**Set problem**
Rewrite the lines from the one containing "indicate the cloud, a point for each instance" through the one containing "column 1315, row 60", inclusive, replacing "cloud" with "cloud formation" and keeping everything else unchanged.

------ Material to process ------

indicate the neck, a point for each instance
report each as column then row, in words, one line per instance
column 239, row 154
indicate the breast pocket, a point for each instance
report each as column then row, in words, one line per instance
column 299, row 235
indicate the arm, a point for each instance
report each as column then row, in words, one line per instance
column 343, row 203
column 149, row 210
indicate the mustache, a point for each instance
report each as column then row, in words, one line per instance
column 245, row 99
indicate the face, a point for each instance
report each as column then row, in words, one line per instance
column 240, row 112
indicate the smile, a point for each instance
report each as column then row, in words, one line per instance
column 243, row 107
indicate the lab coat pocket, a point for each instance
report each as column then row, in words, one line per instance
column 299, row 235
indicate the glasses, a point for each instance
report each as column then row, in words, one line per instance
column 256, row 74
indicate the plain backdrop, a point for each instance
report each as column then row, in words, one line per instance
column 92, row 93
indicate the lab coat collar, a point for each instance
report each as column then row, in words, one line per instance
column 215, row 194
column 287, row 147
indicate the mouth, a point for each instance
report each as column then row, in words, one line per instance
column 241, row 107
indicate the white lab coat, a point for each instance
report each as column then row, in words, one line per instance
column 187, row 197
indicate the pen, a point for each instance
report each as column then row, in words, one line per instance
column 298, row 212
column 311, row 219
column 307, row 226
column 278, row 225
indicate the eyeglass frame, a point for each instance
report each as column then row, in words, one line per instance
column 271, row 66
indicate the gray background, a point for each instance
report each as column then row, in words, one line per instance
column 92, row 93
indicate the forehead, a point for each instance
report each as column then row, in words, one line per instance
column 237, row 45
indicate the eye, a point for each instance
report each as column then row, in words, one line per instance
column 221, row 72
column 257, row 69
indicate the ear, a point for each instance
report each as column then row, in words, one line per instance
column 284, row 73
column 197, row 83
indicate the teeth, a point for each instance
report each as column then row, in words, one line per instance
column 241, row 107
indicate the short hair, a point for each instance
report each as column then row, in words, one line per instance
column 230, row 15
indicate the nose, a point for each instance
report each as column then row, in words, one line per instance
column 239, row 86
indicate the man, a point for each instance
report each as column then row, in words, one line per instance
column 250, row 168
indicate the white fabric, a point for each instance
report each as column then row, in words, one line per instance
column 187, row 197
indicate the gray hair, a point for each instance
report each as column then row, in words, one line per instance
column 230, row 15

------
------ Material to process ------

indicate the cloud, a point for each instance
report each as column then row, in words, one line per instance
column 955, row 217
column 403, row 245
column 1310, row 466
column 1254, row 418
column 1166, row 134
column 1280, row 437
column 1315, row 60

------
------ Material to process ------

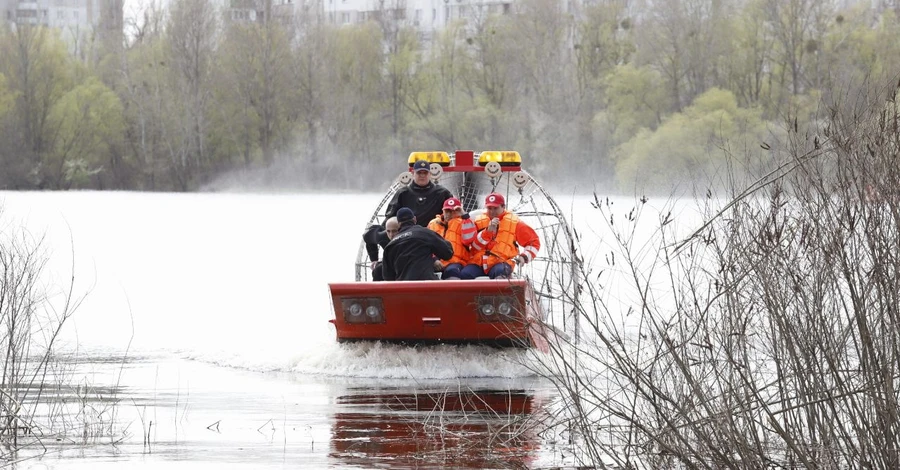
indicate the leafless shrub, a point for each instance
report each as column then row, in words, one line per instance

------

**Correct answer**
indicate the cloud formation, a point for each instance
report each as column then row, in words, one line per instance
column 955, row 217
column 403, row 245
column 1310, row 466
column 1254, row 418
column 1166, row 134
column 1280, row 437
column 1315, row 60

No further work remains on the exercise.